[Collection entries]
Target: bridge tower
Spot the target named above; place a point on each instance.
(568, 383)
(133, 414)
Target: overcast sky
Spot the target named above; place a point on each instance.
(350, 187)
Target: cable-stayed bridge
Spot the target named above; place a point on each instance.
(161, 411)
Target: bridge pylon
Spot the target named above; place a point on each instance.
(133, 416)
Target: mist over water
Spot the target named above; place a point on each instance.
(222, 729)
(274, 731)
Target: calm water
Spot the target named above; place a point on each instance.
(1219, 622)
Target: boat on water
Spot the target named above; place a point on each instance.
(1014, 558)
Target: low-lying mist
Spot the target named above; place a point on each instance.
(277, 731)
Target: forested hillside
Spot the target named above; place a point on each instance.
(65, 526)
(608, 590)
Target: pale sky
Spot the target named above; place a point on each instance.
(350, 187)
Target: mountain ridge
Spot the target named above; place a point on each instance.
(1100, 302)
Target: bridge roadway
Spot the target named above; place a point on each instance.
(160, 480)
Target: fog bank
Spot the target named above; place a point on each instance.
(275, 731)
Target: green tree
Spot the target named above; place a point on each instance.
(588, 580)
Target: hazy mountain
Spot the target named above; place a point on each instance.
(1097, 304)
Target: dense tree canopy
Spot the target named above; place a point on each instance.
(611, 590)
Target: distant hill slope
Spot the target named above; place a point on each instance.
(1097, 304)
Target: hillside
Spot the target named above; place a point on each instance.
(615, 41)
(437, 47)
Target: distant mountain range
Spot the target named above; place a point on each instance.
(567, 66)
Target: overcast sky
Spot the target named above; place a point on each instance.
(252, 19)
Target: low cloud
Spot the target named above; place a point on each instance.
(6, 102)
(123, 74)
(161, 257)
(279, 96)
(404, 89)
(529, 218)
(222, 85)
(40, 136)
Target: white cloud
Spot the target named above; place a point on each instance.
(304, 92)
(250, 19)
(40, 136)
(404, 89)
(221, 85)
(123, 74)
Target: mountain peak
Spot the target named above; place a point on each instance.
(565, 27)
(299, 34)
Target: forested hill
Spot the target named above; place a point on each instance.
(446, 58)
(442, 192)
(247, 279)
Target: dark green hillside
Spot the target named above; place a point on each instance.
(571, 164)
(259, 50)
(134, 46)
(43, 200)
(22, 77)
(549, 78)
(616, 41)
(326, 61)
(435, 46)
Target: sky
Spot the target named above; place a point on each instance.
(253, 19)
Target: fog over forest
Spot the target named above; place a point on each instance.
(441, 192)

• **THE TASK**
Lines that contain "mountain" should be pulled from the entries above and reported.

• **WORKED SOLUTION**
Target: mountain ridge
Target: hazy mountain
Target: distant mountain range
Target: mountain peak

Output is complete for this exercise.